• _WRITTEN EXERCISE_:
In the copy, keep every record exact and leave out all images.

• _MATERIAL FOR THIS TASK_:

## START

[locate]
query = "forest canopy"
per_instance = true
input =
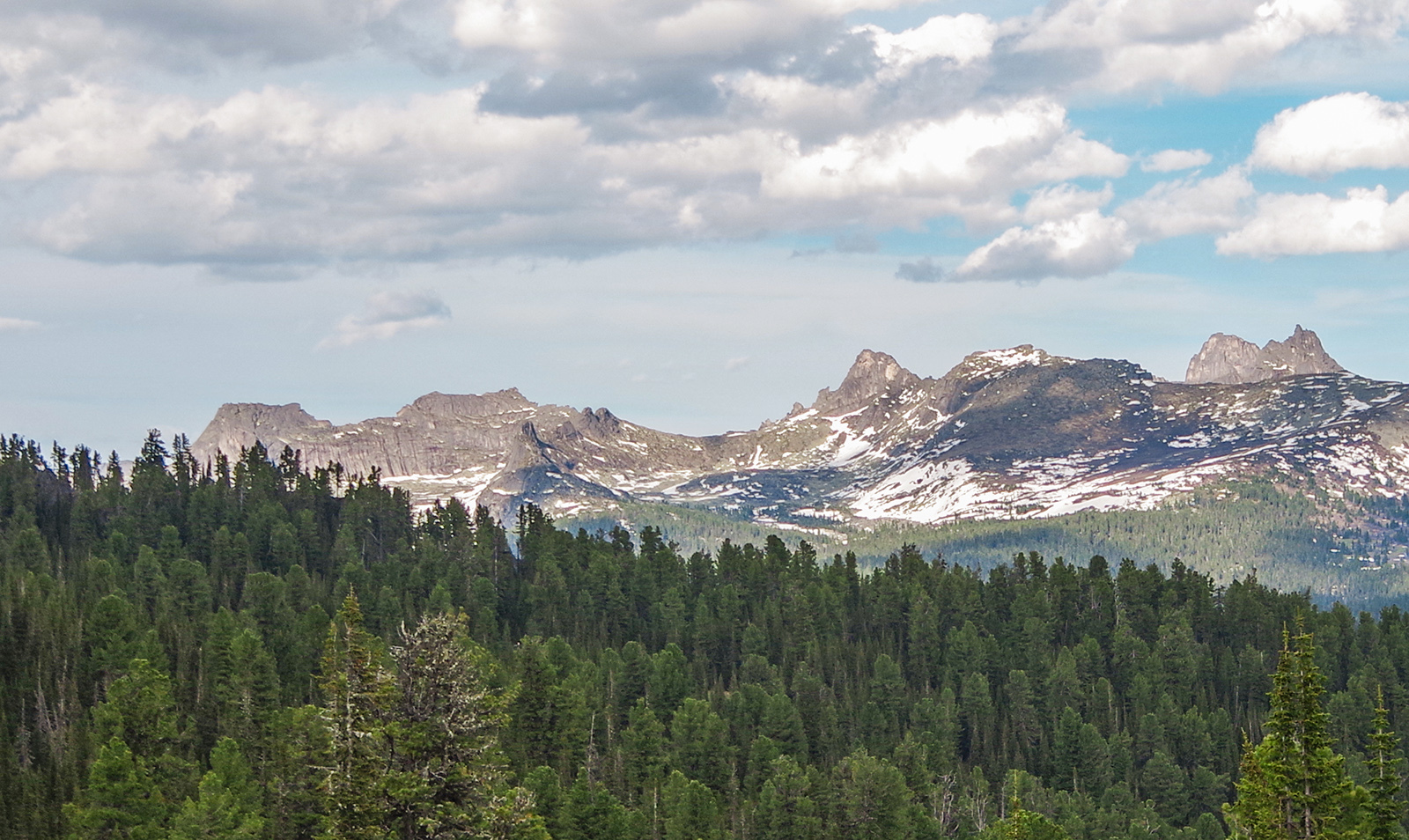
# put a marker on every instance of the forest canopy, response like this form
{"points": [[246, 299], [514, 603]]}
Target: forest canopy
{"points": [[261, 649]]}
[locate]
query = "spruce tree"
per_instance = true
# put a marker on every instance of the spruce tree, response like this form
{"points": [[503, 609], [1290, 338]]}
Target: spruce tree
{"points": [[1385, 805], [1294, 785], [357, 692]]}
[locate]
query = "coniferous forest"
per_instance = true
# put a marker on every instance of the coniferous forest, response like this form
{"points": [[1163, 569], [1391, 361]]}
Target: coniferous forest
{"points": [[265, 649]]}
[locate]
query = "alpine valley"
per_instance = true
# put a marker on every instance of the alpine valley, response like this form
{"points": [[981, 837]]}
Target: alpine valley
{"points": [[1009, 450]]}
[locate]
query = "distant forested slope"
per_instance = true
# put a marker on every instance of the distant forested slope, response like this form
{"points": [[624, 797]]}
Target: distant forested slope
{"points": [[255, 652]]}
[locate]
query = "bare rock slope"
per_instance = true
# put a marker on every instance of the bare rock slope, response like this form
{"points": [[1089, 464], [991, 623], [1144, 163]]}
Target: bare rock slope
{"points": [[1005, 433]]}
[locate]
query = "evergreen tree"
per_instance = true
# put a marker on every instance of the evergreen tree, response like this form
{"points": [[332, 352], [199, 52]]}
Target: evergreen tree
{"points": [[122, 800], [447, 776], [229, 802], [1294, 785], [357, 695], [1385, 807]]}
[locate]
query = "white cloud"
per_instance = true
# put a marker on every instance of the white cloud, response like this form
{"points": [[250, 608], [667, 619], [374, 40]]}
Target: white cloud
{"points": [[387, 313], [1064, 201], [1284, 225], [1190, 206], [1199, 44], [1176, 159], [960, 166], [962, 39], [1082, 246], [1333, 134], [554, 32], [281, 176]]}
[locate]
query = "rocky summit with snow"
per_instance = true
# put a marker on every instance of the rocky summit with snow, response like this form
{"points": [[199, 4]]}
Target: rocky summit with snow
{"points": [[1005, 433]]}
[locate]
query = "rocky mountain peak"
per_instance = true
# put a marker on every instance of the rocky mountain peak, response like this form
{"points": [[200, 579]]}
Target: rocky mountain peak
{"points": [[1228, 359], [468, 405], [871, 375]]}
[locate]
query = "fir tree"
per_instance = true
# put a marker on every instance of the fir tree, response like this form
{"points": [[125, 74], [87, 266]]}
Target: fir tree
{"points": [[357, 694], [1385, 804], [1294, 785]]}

## END

• _EXPECTED OUTPUT_:
[locate]
query = "forest canopy"
per_instance = true
input =
# put a marker on every instance of the forest canopy, response like this form
{"points": [[246, 299], [514, 603]]}
Target: forest canopy
{"points": [[261, 649]]}
[locate]
query = "spruce tree"
per_instance = true
# put a marker on every instance of the spruce tree, response like this form
{"points": [[503, 609], [1290, 338]]}
Target: spruce tree
{"points": [[1385, 805], [1294, 785], [357, 692]]}
[locate]
query = "coniferous forest"
per_instance = true
# put a marker on every instance of the coniferous forest, response like this form
{"points": [[1163, 569], [1391, 361]]}
Target: coniferous forest
{"points": [[265, 649]]}
[locate]
query = "alpine valley"
per_instance = true
# put a marker on every instance of the alpine valley, response like this form
{"points": [[981, 837]]}
Target: alpine valley
{"points": [[1009, 450]]}
[locate]
query = "distant forested slope"
per_instance = true
# put a marker on every instance of the distant forested slope, response like this form
{"points": [[624, 797]]}
Target: distant forested slope
{"points": [[255, 652]]}
[locate]
query = "bare rock slope"
per_instance = true
# put a marker on every instance of the bare rock slope, response like this form
{"points": [[1089, 464], [991, 623], [1144, 163]]}
Target: bare rock slope
{"points": [[1005, 433]]}
[locate]
query = "evergreen tree"
per_instance = true
# put a marker on every instance of the evergreen tree, response like this form
{"points": [[332, 352], [199, 52]]}
Target: evergreen tree
{"points": [[122, 800], [447, 776], [229, 802], [1294, 785], [357, 695], [1385, 807]]}
[locate]
query = "white cloud"
per_instance = true
# put a marker on every instance of the white cloud, response like this form
{"points": [[250, 608], [667, 619], [374, 40]]}
Target: white cloud
{"points": [[387, 313], [1064, 201], [1284, 225], [1190, 206], [1199, 44], [1176, 159], [960, 166], [962, 39], [1082, 246], [1333, 134], [554, 32], [281, 176]]}
[locate]
query = "rocky summit with snow"
per_instance = true
# put a marker on every instance of the rocky summit with snow, response like this form
{"points": [[199, 4]]}
Target: rocky summit with snow
{"points": [[1005, 433]]}
[locate]
query = "rocky mountain peak"
per_instance = true
# put a marker on every instance of the rocky mountain peak, response like this form
{"points": [[200, 579]]}
Target: rocky mountain peak
{"points": [[1228, 359], [468, 405], [871, 375]]}
[locate]
query = "fir tree"
per_instance = true
# put a marker on every instance of the fir tree, response like this form
{"points": [[125, 74], [87, 266]]}
Target: fir tree
{"points": [[357, 694], [1385, 804], [1294, 785]]}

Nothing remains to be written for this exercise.